_Exercise details:_
Copy each of the records below verbatim, line for line, with no changes.
* Begin *
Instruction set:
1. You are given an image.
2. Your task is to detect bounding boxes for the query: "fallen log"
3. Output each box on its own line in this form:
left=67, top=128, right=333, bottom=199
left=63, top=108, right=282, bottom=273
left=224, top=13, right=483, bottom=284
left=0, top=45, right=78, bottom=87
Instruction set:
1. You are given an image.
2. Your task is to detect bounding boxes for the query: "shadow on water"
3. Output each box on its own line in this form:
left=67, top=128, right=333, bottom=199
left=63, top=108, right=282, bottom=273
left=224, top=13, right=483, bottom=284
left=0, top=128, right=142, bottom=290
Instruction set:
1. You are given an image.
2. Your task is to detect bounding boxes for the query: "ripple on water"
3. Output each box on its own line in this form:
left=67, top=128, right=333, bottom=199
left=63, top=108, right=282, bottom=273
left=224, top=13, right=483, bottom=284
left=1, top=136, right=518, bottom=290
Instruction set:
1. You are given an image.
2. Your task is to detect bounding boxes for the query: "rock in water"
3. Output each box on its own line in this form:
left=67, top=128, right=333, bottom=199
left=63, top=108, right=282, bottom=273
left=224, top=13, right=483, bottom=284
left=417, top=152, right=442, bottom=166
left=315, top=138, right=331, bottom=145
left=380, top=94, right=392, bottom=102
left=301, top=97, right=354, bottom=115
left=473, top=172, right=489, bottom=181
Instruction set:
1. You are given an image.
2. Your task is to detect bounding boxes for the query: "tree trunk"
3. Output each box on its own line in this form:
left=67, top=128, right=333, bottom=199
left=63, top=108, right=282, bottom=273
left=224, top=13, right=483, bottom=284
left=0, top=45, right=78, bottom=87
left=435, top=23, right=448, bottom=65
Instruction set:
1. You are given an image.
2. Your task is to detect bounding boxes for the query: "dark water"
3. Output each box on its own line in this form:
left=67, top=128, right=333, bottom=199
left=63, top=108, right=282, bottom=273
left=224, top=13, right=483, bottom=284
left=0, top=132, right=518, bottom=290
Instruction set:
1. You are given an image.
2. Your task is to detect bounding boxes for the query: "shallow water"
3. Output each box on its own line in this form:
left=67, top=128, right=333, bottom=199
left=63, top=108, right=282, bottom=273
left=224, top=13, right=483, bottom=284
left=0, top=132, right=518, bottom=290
* End *
_Solution below:_
Instruction set:
1. You are given an image.
2. Your task is to detect bounding boxes for the query: "fallen log"
3. Output each box on its own line in this form:
left=67, top=128, right=333, bottom=199
left=63, top=108, right=282, bottom=273
left=224, top=13, right=483, bottom=284
left=0, top=45, right=78, bottom=87
Instruction set:
1. You are given an image.
2. Your task is to detect bounding boxes for the query: "shadow on water"
3. Output each box on its own line in this form:
left=67, top=128, right=333, bottom=199
left=63, top=108, right=282, bottom=273
left=224, top=13, right=483, bottom=284
left=0, top=128, right=142, bottom=290
Instruction set:
1. You are given an image.
2. Your task is to detect bounding boxes for the query: "ripple on water"
3. Output each box on its own line in this form:
left=67, top=128, right=333, bottom=199
left=63, top=108, right=282, bottom=273
left=224, top=13, right=483, bottom=284
left=1, top=136, right=518, bottom=290
Instruction set:
1. You are given an image.
2. Your task is to detect bounding boxes for the query: "rock in water"
3. Output each box on its own line in this form:
left=67, top=128, right=333, bottom=199
left=63, top=108, right=282, bottom=273
left=224, top=13, right=483, bottom=284
left=417, top=152, right=442, bottom=166
left=315, top=138, right=331, bottom=145
left=380, top=94, right=392, bottom=102
left=301, top=97, right=354, bottom=115
left=473, top=172, right=489, bottom=181
Instruction set:
1. You are given an image.
2. Your task is to detect bounding boxes for the query: "tree trunk"
3. Output each box on its own line in this form:
left=67, top=128, right=333, bottom=199
left=63, top=108, right=282, bottom=273
left=224, top=13, right=483, bottom=284
left=0, top=45, right=78, bottom=87
left=435, top=23, right=448, bottom=65
Instruction set:
1. You are given an image.
2. Your task is to detect bounding boxes for the query: "dark water"
3. Output each box on its own line in this form:
left=67, top=128, right=333, bottom=199
left=63, top=108, right=282, bottom=273
left=224, top=13, right=483, bottom=284
left=0, top=132, right=518, bottom=290
Instruction set:
1. You are given an image.
2. Your task is to detect bounding boxes for the query: "shallow water"
3. Output each box on its own line in this form:
left=67, top=128, right=333, bottom=199
left=63, top=108, right=282, bottom=273
left=224, top=13, right=483, bottom=284
left=0, top=132, right=518, bottom=290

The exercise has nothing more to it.